→ **YOUR TASK**
Rewrite the listing below with "photo" swapped for "image" throughout, keeping everything else the same, and omit the pictures.

(Data records)

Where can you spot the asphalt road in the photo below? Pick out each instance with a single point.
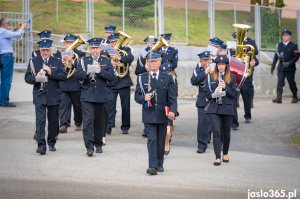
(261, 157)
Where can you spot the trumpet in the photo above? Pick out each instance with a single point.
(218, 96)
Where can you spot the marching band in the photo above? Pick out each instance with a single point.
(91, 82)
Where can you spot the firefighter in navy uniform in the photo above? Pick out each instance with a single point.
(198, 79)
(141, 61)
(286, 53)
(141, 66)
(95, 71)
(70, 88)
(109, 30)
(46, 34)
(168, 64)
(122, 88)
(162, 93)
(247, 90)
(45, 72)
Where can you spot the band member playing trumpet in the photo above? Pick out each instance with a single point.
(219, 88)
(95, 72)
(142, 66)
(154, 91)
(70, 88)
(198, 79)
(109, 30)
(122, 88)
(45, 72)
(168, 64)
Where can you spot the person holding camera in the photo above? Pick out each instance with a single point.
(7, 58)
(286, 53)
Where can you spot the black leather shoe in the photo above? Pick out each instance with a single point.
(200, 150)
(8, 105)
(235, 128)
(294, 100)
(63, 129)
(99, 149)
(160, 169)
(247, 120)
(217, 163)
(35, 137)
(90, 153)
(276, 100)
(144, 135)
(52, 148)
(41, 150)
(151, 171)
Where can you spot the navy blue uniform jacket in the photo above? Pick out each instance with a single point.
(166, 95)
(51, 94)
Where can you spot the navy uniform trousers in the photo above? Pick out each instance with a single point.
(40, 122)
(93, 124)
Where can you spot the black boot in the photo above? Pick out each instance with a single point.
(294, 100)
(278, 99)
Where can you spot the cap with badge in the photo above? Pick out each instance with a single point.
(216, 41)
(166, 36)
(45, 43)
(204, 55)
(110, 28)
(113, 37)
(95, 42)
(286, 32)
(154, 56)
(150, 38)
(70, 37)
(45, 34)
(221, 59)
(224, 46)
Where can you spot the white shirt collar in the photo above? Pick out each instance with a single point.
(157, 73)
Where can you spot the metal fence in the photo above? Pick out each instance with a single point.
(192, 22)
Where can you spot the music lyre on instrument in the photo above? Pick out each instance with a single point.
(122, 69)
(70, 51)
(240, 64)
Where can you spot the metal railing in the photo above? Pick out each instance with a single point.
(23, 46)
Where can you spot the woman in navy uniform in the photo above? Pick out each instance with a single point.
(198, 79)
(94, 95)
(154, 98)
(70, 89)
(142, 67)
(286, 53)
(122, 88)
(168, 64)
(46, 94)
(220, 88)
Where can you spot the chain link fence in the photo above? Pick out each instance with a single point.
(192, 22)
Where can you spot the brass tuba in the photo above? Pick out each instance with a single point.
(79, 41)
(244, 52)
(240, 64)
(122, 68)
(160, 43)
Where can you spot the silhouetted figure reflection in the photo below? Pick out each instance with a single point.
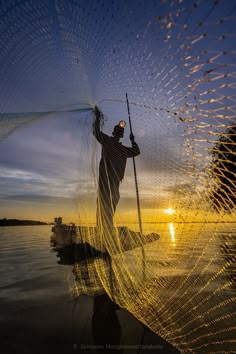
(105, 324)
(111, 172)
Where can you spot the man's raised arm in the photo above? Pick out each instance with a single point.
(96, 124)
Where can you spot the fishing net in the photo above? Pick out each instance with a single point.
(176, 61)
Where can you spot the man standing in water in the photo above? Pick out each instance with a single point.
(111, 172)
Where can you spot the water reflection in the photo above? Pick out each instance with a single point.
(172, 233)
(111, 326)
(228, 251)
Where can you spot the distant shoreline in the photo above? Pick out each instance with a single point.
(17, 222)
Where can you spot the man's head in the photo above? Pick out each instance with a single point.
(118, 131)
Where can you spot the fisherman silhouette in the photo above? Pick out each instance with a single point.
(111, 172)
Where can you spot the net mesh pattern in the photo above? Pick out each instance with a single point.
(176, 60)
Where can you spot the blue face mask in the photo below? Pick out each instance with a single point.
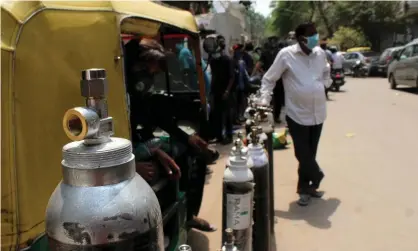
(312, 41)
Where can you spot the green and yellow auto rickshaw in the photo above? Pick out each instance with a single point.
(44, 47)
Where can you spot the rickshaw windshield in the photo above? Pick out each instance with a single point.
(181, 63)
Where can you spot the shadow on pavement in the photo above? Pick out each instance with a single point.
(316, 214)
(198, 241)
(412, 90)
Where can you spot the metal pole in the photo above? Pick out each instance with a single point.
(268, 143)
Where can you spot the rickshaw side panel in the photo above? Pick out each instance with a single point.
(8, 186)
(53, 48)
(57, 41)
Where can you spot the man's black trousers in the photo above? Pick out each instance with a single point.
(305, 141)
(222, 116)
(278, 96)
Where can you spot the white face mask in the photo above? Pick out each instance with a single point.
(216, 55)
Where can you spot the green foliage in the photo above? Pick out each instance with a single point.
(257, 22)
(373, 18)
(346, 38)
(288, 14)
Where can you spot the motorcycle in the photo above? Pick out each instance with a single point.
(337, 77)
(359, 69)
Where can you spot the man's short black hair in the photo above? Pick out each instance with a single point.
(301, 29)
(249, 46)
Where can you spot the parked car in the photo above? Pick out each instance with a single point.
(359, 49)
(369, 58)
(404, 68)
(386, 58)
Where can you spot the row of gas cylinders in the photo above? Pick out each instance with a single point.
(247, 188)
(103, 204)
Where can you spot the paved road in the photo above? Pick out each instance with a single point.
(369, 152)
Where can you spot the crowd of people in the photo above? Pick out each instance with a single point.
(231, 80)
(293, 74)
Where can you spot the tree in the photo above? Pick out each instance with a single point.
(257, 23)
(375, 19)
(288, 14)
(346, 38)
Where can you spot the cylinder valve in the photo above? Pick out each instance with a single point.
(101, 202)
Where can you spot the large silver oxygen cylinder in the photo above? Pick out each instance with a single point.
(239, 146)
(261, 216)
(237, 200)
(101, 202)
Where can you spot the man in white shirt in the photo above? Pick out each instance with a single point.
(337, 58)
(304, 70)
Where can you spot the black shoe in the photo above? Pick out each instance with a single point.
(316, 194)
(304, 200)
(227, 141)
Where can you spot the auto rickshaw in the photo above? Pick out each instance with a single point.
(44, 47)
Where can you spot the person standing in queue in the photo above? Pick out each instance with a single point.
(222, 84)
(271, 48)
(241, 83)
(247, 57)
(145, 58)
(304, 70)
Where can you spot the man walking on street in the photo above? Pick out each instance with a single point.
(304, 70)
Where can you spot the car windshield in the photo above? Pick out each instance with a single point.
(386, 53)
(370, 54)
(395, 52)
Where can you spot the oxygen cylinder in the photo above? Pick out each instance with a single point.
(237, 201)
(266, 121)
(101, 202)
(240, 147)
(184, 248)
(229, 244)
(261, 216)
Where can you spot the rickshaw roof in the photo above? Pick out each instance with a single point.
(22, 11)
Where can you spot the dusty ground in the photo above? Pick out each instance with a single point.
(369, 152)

→ **OUTPUT FOR THIS EXERCISE**
Where can you spot the asphalt road in the image below? Pick out each instance with a single point.
(261, 157)
Where can you spot the trumpet in the image above? Pick out each instance with a single point.
(218, 96)
Where can you spot the marching band in the image above? Pick out each instance with a single point.
(91, 82)
Where can you spot the firefighter in navy uniform in the image above? Pick out each instance with a single point.
(198, 79)
(141, 61)
(286, 53)
(141, 66)
(95, 71)
(70, 88)
(109, 30)
(46, 34)
(168, 64)
(122, 88)
(162, 93)
(247, 90)
(45, 72)
Where can you spot the band member playing trumpet in the image above? Pick out each instance with a single point.
(219, 88)
(95, 72)
(142, 66)
(154, 91)
(70, 88)
(198, 79)
(109, 30)
(122, 88)
(45, 72)
(168, 64)
Where can you spot the person holding camera in the image above? Pick out each instance with a single point.
(7, 58)
(286, 53)
Where can you spot the black leather shoe in the image above? Pick out each instance with a single point.
(200, 150)
(8, 105)
(235, 128)
(294, 100)
(63, 129)
(99, 149)
(160, 169)
(247, 120)
(217, 163)
(35, 137)
(90, 153)
(276, 100)
(144, 135)
(52, 148)
(41, 150)
(151, 171)
Where can you spot the navy blue uniform jacket in the image above? Pick out each instance with a single point.
(166, 95)
(51, 94)
Where can you spot the navy uniform trousers in the image above? Pick out each instance with a single point.
(40, 122)
(93, 124)
Where can you spot the black boot in the image above? Pick out each instance with a single point.
(294, 100)
(278, 99)
Where can you spot the cap with badge in the image above? Pick out each instance with a single point.
(216, 41)
(166, 36)
(45, 43)
(204, 55)
(110, 28)
(113, 37)
(95, 42)
(286, 32)
(154, 56)
(150, 38)
(70, 37)
(45, 34)
(221, 59)
(224, 46)
Where can you spot the white shirt collar in the image above? Pick out each instance with a single point.
(157, 73)
Where can you spot the metal fence in the image above? Pick out each instance with a single point.
(192, 22)
Where can you spot the music lyre on instrument in the image above? Pick out each instance with a single point.
(122, 69)
(70, 51)
(240, 64)
Where can you spot the metal railing in the image above? Pick out each instance with a single point.
(23, 46)
Where can you spot the woman in navy uniform in the image above? Pick out each instance with a single point.
(198, 79)
(94, 95)
(154, 98)
(70, 89)
(142, 67)
(286, 53)
(122, 88)
(168, 64)
(46, 94)
(220, 88)
Where can you spot the chain link fence in the image above? Pick out each instance with a single point.
(192, 22)
Where can you spot the brass tuba in the image above? Pick out each instance with a single point.
(79, 41)
(244, 52)
(240, 64)
(122, 68)
(160, 43)
Where can you spot the silhouetted figure reflection in the image below? Pick out each instance with a single point.
(105, 324)
(111, 172)
Where can you spot the man's raised arm in the image above? Pick out each instance with a single point.
(96, 124)
Where can you spot the fishing net in the image above? Pick out each instance with a single point.
(176, 61)
Where can you spot the man standing in water in the image above? Pick out each instance with a single point.
(111, 172)
Where can you spot the water reflection in the image above? Pick out each instance with a single point.
(172, 233)
(111, 326)
(228, 251)
Where can you spot the distant shoreline in the image above? Pick out each instance with a single point.
(17, 222)
Where can you spot the man's head in the image above? Pick out each instance with a single point.
(118, 131)
Where can you spot the fisherman silhouette in the image above? Pick out each instance with a single point.
(111, 172)
Where can you spot the net mesh pattern in the image above? Pick out each instance with a single point.
(176, 60)
Where can you spot the blue face mask in the image below? Pick out each instance with a single point.
(312, 41)
Where can you spot the green and yellow auto rickshaw in the image above? Pick out each instance with a single point.
(44, 47)
Where can you spot the rickshaw windshield in the image above? Pick out each instance with a single point.
(181, 63)
Where can you spot the shadow on pavement in the image above? Pick out each instance with a single point.
(316, 214)
(198, 241)
(412, 90)
Where can you spot the metal pole in the image above? Pick out each instance with a single point.
(268, 143)
Where can you spot the rickshaw side panel in the image above? Pick out each instance with a single point.
(8, 186)
(53, 48)
(57, 41)
Where can you spot the man's black trousers in the image above? Pick out each instance with a single point.
(305, 141)
(222, 116)
(278, 96)
Where can you spot the white face mask in the image above? Pick out each instance with a single point.
(216, 55)
Where can you spot the green foliage in the image above? Pick out each instance with a single point.
(257, 22)
(373, 18)
(346, 38)
(288, 14)
Where can you spot the motorcycle in the image above? Pick out each instance with a single point.
(337, 77)
(359, 69)
Where can you spot the man's short black hair in the image above? Pick out each instance with a single point.
(301, 29)
(249, 46)
Where can you spot the parked car in the image above? Pick out each instance with a single point.
(359, 49)
(369, 58)
(404, 68)
(386, 58)
Where can you spot the row of gas cylinders in the image above? Pick out each instance with a single point.
(247, 188)
(103, 204)
Where can you spot the paved road in the image above? Pick out each instance with a single point.
(369, 152)
Where can you spot the crowd of people in the image above? Pick out each instance with a single point.
(231, 80)
(293, 74)
Where can you spot the tree in the image above? Pick out each instance with a single point.
(257, 23)
(375, 19)
(288, 14)
(346, 38)
Where can you spot the cylinder valve in the image above? Pick out each instance with a single point.
(101, 202)
Where can you spot the large silver oxygen cylinder in the image above? Pick out each instance with a single point.
(239, 146)
(261, 216)
(237, 200)
(101, 202)
Where can you spot the man in white shirt in the image above? Pick out each instance with a single point.
(337, 58)
(304, 70)
Where can you spot the black shoe in the image above? Pick out each instance with a single point.
(316, 194)
(304, 200)
(227, 141)
Where can you spot the auto rickshaw in the image above? Pick out each instance with a single point.
(44, 47)
Where can you spot the person standing in queue in the image above? Pick out each instance with a single point.
(222, 84)
(271, 48)
(241, 83)
(247, 57)
(145, 58)
(304, 70)
Where can you spot the man walking on street in the image above? Pick out each instance with a single point.
(304, 70)
Where can you spot the car windshield in the image above? Pick out each instance with a single point.
(386, 53)
(370, 54)
(395, 52)
Where can you spot the oxygen cylinder in the image above? Pick out each instance with a single point.
(237, 201)
(266, 121)
(101, 202)
(240, 147)
(184, 248)
(229, 244)
(261, 216)
Where can you spot the rickshaw roof in the image above? Pick out each instance with a single point.
(22, 11)
Where can you spot the dusty ground in the image above? Pick out each instance with a single point.
(369, 152)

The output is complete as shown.